*Exercise inputs*
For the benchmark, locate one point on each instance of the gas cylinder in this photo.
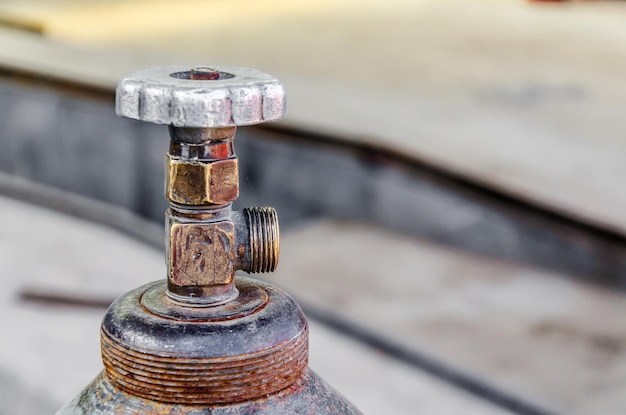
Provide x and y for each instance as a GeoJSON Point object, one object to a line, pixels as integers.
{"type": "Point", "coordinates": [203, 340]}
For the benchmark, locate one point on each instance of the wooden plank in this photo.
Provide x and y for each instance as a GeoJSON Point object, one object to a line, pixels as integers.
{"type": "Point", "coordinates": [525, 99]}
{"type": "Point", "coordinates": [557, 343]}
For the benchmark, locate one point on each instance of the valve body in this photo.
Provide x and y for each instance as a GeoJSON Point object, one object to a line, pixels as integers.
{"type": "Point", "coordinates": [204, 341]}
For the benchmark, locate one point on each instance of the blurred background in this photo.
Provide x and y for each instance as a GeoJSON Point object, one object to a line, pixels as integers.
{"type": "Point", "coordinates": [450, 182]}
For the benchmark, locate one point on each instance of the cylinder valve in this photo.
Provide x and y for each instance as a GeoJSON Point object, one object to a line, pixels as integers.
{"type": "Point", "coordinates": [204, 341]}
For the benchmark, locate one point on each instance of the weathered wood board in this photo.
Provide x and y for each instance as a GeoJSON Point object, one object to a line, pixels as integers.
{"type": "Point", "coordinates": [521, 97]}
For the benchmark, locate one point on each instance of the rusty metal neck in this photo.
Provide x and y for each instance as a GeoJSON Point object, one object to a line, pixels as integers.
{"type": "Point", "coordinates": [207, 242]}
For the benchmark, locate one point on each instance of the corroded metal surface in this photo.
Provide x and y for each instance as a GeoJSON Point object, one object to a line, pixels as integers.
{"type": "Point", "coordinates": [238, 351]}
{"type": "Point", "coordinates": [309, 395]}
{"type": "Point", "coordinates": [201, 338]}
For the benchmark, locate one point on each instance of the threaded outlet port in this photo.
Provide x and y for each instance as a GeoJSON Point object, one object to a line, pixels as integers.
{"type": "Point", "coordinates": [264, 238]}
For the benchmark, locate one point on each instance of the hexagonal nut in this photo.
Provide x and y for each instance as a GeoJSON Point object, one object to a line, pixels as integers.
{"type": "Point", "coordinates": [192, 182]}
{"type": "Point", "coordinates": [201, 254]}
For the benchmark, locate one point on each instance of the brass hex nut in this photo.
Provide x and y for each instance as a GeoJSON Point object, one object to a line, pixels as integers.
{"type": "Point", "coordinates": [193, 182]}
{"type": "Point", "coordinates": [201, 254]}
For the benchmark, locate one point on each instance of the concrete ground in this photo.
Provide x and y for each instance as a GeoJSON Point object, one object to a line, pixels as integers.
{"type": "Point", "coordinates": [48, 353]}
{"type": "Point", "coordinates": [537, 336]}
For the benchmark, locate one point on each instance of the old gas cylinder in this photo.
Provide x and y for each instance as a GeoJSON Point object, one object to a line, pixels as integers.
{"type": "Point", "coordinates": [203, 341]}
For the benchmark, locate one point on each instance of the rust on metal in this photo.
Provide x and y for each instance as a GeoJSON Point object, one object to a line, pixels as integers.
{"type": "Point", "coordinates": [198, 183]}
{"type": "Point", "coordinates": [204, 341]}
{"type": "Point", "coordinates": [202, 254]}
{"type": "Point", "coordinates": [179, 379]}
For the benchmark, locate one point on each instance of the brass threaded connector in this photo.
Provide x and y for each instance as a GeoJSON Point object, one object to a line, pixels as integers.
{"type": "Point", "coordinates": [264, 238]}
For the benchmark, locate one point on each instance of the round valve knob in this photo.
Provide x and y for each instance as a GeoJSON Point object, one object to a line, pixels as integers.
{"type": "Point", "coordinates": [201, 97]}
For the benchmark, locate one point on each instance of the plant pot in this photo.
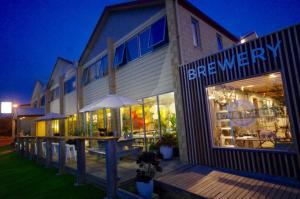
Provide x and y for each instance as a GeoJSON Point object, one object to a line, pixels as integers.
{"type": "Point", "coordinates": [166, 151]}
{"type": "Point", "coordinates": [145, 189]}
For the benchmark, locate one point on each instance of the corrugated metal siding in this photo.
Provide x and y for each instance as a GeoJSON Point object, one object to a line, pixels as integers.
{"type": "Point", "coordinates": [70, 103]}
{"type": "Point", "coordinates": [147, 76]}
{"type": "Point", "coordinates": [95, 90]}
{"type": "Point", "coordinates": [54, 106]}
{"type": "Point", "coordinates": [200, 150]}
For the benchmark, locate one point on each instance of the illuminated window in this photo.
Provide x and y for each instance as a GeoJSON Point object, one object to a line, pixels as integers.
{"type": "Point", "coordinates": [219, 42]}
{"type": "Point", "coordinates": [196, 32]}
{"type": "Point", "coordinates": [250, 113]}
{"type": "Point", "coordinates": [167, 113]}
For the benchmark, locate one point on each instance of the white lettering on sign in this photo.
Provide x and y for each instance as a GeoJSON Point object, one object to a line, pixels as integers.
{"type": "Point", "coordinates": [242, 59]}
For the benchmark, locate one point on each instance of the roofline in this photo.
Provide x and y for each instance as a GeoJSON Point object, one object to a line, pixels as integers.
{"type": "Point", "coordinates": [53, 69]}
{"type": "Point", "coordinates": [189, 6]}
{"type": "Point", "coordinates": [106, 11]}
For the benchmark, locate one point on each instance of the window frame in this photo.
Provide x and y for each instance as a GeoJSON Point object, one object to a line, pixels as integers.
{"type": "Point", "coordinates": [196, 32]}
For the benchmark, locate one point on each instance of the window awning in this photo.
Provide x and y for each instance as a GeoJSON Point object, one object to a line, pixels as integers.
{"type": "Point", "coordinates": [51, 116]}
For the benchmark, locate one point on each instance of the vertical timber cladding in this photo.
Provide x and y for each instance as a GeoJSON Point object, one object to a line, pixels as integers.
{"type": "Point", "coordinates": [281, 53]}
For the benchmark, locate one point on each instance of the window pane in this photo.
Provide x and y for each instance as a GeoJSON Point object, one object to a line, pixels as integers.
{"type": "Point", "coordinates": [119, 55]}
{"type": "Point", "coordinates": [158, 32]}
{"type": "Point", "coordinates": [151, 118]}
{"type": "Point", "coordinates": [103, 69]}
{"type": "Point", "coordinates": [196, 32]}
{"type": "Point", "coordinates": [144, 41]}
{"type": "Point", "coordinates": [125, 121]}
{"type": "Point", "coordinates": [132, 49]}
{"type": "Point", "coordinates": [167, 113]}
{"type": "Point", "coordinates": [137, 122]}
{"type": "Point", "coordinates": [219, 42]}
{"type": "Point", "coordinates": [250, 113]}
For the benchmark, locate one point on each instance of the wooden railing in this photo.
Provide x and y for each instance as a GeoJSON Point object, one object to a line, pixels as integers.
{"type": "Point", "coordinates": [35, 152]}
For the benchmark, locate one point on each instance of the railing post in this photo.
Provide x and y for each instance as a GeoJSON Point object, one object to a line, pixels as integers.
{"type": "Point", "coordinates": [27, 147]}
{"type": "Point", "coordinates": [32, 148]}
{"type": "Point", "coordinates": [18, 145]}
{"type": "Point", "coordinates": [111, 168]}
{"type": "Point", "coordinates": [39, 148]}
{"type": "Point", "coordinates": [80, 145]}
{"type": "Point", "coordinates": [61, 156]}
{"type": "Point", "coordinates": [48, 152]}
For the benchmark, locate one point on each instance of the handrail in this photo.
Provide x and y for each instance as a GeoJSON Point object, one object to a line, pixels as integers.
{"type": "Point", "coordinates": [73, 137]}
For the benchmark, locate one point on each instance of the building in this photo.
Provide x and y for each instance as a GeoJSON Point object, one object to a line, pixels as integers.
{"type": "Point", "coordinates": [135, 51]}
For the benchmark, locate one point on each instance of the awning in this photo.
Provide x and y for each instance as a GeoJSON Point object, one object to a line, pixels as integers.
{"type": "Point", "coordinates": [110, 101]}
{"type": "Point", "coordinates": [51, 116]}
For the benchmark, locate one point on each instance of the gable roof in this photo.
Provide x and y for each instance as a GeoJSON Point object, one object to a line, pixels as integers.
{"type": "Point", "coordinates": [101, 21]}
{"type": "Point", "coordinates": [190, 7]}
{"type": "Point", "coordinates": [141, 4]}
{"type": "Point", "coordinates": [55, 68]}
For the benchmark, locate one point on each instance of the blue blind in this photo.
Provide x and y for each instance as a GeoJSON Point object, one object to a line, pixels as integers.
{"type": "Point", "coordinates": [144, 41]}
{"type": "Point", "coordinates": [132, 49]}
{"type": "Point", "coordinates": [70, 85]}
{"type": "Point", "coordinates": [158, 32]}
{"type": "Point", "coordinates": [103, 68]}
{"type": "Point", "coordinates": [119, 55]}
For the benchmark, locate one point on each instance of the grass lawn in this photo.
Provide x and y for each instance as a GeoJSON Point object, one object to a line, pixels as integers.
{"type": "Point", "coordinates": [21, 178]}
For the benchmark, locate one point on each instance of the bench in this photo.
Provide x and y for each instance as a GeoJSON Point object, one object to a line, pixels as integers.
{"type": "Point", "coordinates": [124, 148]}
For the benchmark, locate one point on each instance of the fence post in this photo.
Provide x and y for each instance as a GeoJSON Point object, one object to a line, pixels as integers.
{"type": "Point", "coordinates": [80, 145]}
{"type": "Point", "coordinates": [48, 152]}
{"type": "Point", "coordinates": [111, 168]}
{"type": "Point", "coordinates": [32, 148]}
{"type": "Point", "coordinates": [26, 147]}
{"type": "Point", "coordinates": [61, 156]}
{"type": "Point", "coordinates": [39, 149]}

*Goal*
Give again only the lines of the material above that run from the one with "building in this photo." through the end, both included, exactly as they appear.

*Written answer*
For the benchmark, locate one point on each instance of the building in this photo.
Provide x and y for each instance as a GeoJSON Point object, one object to a line, pixels as integers.
{"type": "Point", "coordinates": [135, 51]}
For the benchmark, locate one point on each instance of the awning in this photo.
Provide x and y for each instance as a GeoJSON Point object, one object to a line, pixels as integers.
{"type": "Point", "coordinates": [110, 101]}
{"type": "Point", "coordinates": [51, 116]}
For the benchmark, locate one point on each instance of the gable roof in this photo.
Provide x and y for each instance as a GeoJSON Point object, one object to a line, pixels as integers.
{"type": "Point", "coordinates": [101, 21]}
{"type": "Point", "coordinates": [190, 7]}
{"type": "Point", "coordinates": [141, 4]}
{"type": "Point", "coordinates": [55, 68]}
For the benchmark, locate one point on each instance of the blue blind in this photo.
Provide x and y for each instance as a GeoJSON Point object, one object to a line, pixels as integers.
{"type": "Point", "coordinates": [144, 41]}
{"type": "Point", "coordinates": [132, 49]}
{"type": "Point", "coordinates": [70, 85]}
{"type": "Point", "coordinates": [158, 32]}
{"type": "Point", "coordinates": [103, 68]}
{"type": "Point", "coordinates": [119, 55]}
For the benchmark, locate one point on each instance of the grass lawn in this photo.
Provide x and y for each instance as a GeoJSON Point object, one object to a line, pixels as integers.
{"type": "Point", "coordinates": [21, 178]}
For the benchmark, locate one point on each instance of the bench in this photo.
Provide x and y for each instance as a GeoJSON Point object, one object to a line, pixels as integers.
{"type": "Point", "coordinates": [124, 148]}
For the benchmark, locate one point on each instance of the fence post in this photo.
Provide x and y for each instance as a GeoJSON Point object, one object to a line, pixels as integers.
{"type": "Point", "coordinates": [80, 145]}
{"type": "Point", "coordinates": [48, 152]}
{"type": "Point", "coordinates": [111, 168]}
{"type": "Point", "coordinates": [32, 148]}
{"type": "Point", "coordinates": [26, 147]}
{"type": "Point", "coordinates": [61, 156]}
{"type": "Point", "coordinates": [39, 149]}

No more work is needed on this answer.